### Vorliegender Text:
Eine Ironie dieser Geschichte rund um die EURO 2020 liegt daher darin, dass sie als weitere Begründung für die Entscheidung des Vereinigten Königreichs angeführt wird, die EU zu verlassen. Dem Pro-Brexit-Lager zufolge wird das Ende der automatischen Einwanderung aus Europa es Menschen aus Indien, Bangladesch, Pakistan und der Karibik erleichtern, sich in Großbritannien anzusiedeln.

Aus bulgarischer Perspektive erscheint die moralische Missionierung durch die Briten jedoch als Heuchelei. Schließlich bildeten während der Brexit-Referendum-Kampagne 2016 bulgarische und rumänische Einwanderer das Ziel rassistischer Rhetorik. Und wie vielfach in bulgarischen Medien hervorgehoben, waren Englands rassistische Hooligans 1985 für die tödliche Katastrophe im belgischen Heysel-Stadion verantwortlich. Wenn das Motiv für den Brexit darin besteht, das typisch Englische zu bewahren, stellen die Osteuropäer keine größere Bedrohung dar als der Multikulturalismus.

Zeitalter der Nachahmung

In ihrem brillanten Rückblick auf 1989, Das Licht, das erlosch, argumentieren Ivan Krăstev vom Institut für die Wissenschaften vom Menschen in Wien und Stephen Holmes von der New York University, dass der Fall der Berliner Mauer nicht das "Ende der Geschichte" markierte, sondern den Beginn eines Zeitalters der Nachahmung. Als die früheren Ostblockländer in Mittel- und Osteuropa begannen, Kultur, Werte und gesetzliche Rahmenbedingungen Westeuropas nachzuahmen, war dies ein Grund zur Freude für jenige, die von einem freien, vereinten Europa träumten.

### Aufgabe 1:
Tauschen Sie in den Datensätzen „condor“ gegen „vulture“ aus und geben Sie die Zeilen sonst unverändert wieder, beginnend mit der Zeile, die „of the dark“ enthält, bis zum Ende der Datensätze.
Der Text und die Datensätze stammen aus voneinander unabhängigen Quellen.

### Bereitgestellte Datensätze:
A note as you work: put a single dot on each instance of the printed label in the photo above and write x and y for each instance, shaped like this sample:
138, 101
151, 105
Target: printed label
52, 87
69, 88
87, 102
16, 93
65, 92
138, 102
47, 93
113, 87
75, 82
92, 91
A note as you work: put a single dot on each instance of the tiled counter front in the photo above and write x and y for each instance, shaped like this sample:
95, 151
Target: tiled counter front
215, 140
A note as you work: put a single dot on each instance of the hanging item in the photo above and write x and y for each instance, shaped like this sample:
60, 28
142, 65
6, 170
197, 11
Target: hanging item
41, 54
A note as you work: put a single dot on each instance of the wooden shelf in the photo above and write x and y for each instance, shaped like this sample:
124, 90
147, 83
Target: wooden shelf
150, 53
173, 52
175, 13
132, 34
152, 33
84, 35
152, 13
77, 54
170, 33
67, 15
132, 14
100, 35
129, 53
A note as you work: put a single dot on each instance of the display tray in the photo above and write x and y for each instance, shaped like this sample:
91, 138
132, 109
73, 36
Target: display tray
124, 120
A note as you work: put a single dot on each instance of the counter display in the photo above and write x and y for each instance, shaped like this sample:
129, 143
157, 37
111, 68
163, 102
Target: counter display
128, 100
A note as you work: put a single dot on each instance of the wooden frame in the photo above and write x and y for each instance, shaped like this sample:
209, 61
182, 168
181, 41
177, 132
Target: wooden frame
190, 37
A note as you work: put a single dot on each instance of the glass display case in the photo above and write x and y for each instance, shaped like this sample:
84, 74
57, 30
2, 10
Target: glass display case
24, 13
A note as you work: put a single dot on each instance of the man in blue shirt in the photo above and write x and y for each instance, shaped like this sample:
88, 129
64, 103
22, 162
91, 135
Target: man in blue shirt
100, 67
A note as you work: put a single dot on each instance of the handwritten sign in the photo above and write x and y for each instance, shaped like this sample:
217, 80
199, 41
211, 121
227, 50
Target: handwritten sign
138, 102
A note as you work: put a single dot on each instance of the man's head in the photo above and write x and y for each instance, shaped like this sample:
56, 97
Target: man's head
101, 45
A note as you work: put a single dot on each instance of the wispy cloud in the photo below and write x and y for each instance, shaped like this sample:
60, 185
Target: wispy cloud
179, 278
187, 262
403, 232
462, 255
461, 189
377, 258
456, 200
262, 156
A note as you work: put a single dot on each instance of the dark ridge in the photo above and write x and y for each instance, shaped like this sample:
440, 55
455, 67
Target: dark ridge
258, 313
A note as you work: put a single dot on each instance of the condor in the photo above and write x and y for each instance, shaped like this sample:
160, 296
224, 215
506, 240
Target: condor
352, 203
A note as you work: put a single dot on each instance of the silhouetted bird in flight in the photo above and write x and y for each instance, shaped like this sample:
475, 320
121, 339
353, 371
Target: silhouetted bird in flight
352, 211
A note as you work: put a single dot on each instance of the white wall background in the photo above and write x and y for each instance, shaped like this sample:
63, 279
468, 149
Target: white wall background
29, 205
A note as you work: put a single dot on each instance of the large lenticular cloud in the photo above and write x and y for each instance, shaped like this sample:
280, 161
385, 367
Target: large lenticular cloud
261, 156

### Aufgabe 2:
Weshalb erscheint laut dem Text die moralische Missionierung durch die Briten aus bulgarischer Perspektive als Heuchelei?

### Schriftliche Antwort 1:
A note as you work: put a single dot on each instance of the dark ridge in the photo above and write x and y for each instance, shaped like this sample:
440, 55
455, 67
Target: dark ridge
258, 313
A note as you work: put a single dot on each instance of the vulture in the photo above and write x and y for each instance, shaped like this sample:
160, 296
224, 215
506, 240
Target: vulture
352, 203
A note as you work: put a single dot on each instance of the silhouetted bird in flight in the photo above and write x and y for each instance, shaped like this sample:
475, 320
121, 339
353, 371
Target: silhouetted bird in flight
352, 211
A note as you work: put a single dot on each instance of the white wall background in the photo above and write x and y for each instance, shaped like this sample:
63, 279
468, 149
Target: white wall background
29, 205
A note as you work: put a single dot on each instance of the large lenticular cloud in the photo above and write x and y for each instance, shaped like this sample:
280, 161
385, 367
Target: large lenticular cloud
261, 156

### Schriftliche Antwort 2:
Während der Kampagne zum Brexit-Referendum 2016 richtete sich rassistische Rhetorik gegen bulgarische und rumänische Einwanderer. Außerdem waren, wie bulgarische Medien vielfach hervorhoben, Englands rassistische Hooligans 1985 für die tödliche Katastrophe im belgischen Heysel-Stadion verantwortlich.